Set exercise A: Which lines of the entries contain the word "power"? Return each of those lines in full.

Text shown:

Indeed, nothing to compare to what I've gone thru when, in 2016, I tried to come up with something new on SR... sacrilege!

Except for a topologist in Bononia, who spent some time trying to understand my point, and maybe Rovelli too, nobody would listen... A topologist, one that doesn't care for the measurements and metrix, helped me with semi-norms, that's what spacetime distances are... I'll come back, that was not BS!

It didn't end up well with me, I'll spare you details, but when I saw my question blocked for no meaningful reasons... not again please no!

Then your reasons became increasingly meaningful, while the underlying hostility didn't go away.

I'd have dozen of question to ask on both the representation and the map, as to me they're related: what's the model behind Planck's units? or at least the interpretation he tried to give? I recall about orbiting photons... Of course I have another model, and a set of units whose "regular matrix" is not an I, but is full of $\pi$s on the diagonal. Let alone this model fits perfectly in the map, explaining the apparent "broken symmetry" there... my Galois-Noether conjecture is approaching fast!

Set exercise B: In the passage, what did the topologist help the writer with?

Records for this task:
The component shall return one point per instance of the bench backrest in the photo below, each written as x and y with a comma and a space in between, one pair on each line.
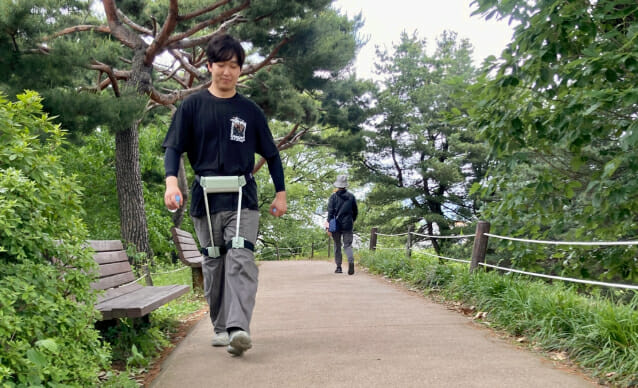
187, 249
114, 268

* * *

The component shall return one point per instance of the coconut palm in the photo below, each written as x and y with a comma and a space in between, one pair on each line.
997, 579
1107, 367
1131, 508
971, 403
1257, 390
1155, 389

==

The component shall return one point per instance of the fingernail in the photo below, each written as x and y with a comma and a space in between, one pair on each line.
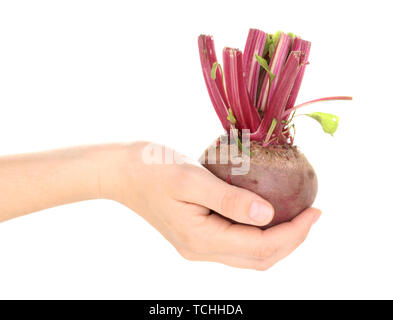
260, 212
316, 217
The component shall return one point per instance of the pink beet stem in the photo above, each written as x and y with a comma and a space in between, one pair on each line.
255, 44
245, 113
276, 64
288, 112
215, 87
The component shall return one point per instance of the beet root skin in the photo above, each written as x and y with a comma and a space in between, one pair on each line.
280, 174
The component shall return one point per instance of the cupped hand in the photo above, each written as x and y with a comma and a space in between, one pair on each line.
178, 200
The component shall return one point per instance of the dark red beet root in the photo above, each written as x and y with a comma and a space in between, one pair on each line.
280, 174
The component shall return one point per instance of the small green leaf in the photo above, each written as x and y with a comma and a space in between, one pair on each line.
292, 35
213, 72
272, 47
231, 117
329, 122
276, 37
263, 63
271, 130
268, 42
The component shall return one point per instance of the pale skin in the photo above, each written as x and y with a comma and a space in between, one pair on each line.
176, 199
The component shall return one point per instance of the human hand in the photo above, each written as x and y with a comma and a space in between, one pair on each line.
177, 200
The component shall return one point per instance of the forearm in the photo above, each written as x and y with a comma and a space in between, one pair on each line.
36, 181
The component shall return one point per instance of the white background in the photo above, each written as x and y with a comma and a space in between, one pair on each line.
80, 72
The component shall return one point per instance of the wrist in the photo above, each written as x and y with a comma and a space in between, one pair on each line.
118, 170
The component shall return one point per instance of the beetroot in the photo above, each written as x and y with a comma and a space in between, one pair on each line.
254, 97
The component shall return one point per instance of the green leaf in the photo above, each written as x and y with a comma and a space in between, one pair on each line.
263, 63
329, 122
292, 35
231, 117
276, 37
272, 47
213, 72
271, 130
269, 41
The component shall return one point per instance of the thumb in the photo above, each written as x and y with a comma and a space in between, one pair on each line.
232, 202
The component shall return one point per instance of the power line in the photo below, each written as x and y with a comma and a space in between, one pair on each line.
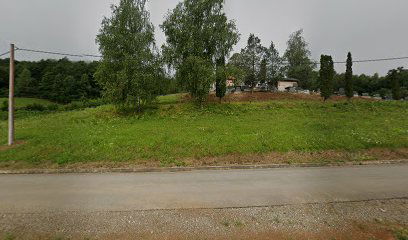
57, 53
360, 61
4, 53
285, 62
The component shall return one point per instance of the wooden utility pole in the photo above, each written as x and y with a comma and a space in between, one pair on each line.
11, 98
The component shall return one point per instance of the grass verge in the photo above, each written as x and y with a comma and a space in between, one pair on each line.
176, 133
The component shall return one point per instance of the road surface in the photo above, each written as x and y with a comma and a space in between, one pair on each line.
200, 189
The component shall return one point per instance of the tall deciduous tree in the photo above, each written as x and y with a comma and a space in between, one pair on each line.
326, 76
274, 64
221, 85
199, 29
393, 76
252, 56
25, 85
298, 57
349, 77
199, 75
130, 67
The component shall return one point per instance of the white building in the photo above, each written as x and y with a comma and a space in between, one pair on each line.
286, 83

Task result A:
The component shall return one point per instance of the power line in the photo below, each written as x and y with a comma and a space in between, one pair on each line.

Task result B: Semi-norms.